■ CHALLENGE ■
Write out the passage on forcing and preservationist logic word for word, beginning at the words "Forcing preserves the" and stopping after "relation is paraconsistent.".

■ PASSAGE TO READ ■

--- Begin ---

A set of sentences Γ *forces* `A` iff there is at least one subset Δ of Γ such that `A` is an `X`-valid inference from Δ.

Forcing preserves the level of Γ. If there is any consistency to preserve, forcing ensures that things do not get any more inconsistent. In particular, if a data set is inconsistent but contains no single-sentence contradictions, then the forcing relation is paraconsistent.

Aside from paraconsistent applications, and roots in modal logic, preservationists have recently proved some deep theorems about logic more generally. Payette has shown, for example, that two logics are identical iff they assign any set of sentences the same level.

--- End ---

■ DATA ROWS ■

--- Begin ---

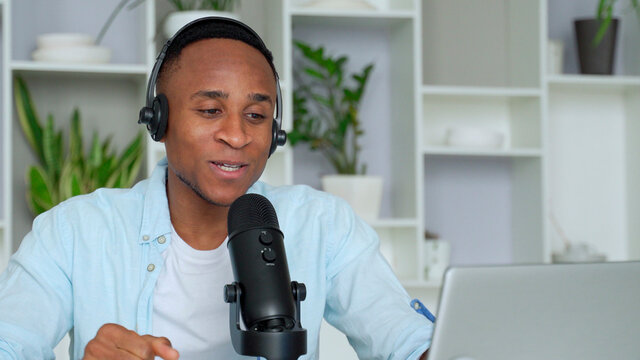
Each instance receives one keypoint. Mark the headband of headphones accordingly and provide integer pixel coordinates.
(151, 85)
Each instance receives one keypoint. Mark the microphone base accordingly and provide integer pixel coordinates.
(288, 344)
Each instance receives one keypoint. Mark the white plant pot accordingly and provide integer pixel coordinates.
(176, 20)
(362, 192)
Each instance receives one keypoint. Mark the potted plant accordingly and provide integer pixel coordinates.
(189, 10)
(596, 38)
(326, 117)
(57, 176)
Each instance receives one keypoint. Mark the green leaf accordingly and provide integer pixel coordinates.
(28, 117)
(76, 151)
(95, 156)
(40, 194)
(314, 73)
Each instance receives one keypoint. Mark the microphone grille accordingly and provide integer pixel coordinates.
(249, 211)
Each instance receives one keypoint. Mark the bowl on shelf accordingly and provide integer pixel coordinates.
(90, 54)
(477, 137)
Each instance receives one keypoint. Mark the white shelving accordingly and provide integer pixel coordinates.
(508, 92)
(453, 151)
(115, 69)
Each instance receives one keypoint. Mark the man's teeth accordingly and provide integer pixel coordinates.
(229, 167)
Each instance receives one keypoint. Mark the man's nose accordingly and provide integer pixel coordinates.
(233, 131)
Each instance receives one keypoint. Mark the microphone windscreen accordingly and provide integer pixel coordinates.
(250, 211)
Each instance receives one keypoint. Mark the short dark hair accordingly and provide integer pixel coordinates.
(212, 29)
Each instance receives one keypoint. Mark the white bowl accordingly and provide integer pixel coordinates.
(468, 136)
(58, 40)
(74, 54)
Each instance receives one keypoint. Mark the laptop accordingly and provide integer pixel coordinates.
(565, 311)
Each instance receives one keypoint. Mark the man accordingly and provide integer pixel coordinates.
(138, 273)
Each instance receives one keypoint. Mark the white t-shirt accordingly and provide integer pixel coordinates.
(188, 306)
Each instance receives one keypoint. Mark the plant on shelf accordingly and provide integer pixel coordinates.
(604, 15)
(57, 176)
(596, 38)
(326, 109)
(326, 116)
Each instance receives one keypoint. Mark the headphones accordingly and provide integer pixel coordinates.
(155, 113)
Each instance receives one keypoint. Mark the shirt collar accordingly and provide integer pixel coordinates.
(156, 220)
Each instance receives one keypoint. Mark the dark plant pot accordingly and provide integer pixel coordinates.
(595, 59)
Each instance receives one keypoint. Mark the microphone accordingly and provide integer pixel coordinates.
(263, 291)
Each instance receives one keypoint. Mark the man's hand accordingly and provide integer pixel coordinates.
(116, 342)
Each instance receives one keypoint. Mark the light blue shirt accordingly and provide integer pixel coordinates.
(95, 259)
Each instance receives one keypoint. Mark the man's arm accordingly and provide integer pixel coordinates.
(364, 298)
(116, 342)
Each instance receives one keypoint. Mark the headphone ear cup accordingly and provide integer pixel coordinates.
(160, 117)
(278, 137)
(274, 137)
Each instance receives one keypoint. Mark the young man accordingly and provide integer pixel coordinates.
(139, 273)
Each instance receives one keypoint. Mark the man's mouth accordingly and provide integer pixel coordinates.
(229, 167)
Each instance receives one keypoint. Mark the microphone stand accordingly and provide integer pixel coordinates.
(288, 344)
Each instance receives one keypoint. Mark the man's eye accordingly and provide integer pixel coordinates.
(255, 116)
(210, 111)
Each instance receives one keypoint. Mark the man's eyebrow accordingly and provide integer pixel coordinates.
(257, 97)
(212, 94)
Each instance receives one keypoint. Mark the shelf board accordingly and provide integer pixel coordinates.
(394, 223)
(456, 151)
(596, 82)
(366, 17)
(480, 91)
(97, 69)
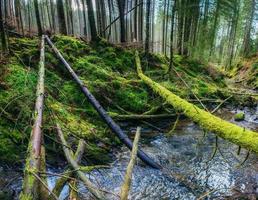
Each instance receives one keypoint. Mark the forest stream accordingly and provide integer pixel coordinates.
(188, 152)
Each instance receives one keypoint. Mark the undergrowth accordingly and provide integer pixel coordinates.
(110, 74)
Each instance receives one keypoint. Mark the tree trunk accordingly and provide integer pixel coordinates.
(147, 39)
(248, 28)
(172, 37)
(226, 130)
(2, 30)
(61, 17)
(36, 6)
(93, 30)
(103, 114)
(34, 159)
(121, 8)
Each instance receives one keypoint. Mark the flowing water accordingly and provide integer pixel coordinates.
(192, 168)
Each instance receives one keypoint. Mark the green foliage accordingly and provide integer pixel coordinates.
(239, 116)
(109, 73)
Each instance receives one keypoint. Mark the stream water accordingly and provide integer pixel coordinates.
(188, 155)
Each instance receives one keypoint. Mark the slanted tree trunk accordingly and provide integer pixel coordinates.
(84, 18)
(4, 43)
(129, 171)
(31, 187)
(102, 112)
(121, 8)
(172, 37)
(38, 20)
(248, 28)
(60, 183)
(147, 40)
(92, 188)
(61, 17)
(93, 30)
(226, 130)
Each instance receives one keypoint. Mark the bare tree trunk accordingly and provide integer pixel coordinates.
(36, 7)
(33, 162)
(147, 39)
(2, 31)
(92, 188)
(121, 6)
(103, 114)
(93, 30)
(129, 171)
(61, 17)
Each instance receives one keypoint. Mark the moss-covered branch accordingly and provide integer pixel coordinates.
(231, 132)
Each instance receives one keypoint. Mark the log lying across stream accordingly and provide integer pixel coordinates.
(103, 114)
(226, 130)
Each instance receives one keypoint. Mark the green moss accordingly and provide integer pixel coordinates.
(108, 72)
(224, 129)
(132, 99)
(239, 116)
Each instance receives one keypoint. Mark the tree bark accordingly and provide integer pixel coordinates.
(103, 114)
(39, 25)
(92, 188)
(147, 39)
(226, 130)
(121, 8)
(34, 159)
(2, 31)
(93, 30)
(61, 17)
(129, 171)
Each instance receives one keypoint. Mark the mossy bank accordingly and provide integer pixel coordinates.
(110, 74)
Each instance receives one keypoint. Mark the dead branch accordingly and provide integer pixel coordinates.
(92, 188)
(128, 177)
(34, 159)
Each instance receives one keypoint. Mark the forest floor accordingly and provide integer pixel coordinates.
(110, 74)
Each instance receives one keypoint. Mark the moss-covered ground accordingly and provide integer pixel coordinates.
(110, 74)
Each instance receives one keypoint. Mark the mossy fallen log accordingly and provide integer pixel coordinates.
(101, 111)
(129, 171)
(140, 117)
(60, 183)
(90, 186)
(226, 130)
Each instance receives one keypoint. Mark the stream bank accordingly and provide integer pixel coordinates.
(187, 152)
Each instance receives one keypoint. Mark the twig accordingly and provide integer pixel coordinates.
(43, 183)
(128, 177)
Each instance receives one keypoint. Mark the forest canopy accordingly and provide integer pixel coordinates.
(213, 30)
(174, 81)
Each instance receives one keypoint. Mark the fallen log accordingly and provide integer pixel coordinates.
(31, 185)
(129, 171)
(103, 114)
(92, 188)
(226, 130)
(140, 117)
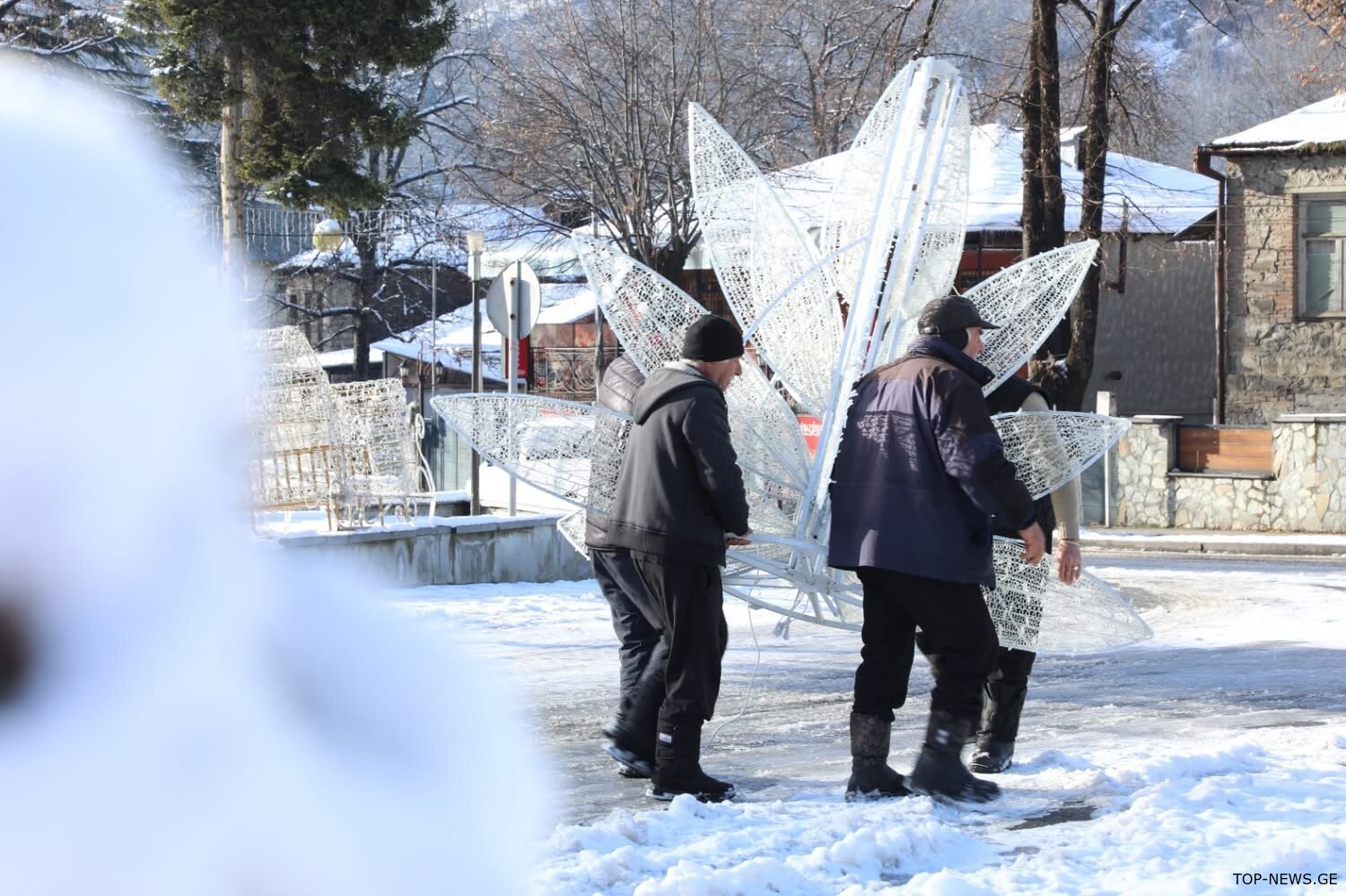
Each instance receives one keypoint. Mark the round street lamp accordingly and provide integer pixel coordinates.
(328, 236)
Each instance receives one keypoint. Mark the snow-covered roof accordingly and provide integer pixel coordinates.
(1318, 123)
(451, 334)
(1160, 198)
(346, 357)
(511, 236)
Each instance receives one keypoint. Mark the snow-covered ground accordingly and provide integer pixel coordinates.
(1216, 750)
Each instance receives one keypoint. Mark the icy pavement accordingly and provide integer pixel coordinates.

--- End ---

■ ANSWER TO THE TASK ■
Forcing preserves the level of Γ. If there is any consistency to preserve, forcing ensures that things do not get any more inconsistent. In particular, if a data set is inconsistent but contains no single-sentence contradictions, then the forcing relation is paraconsistent.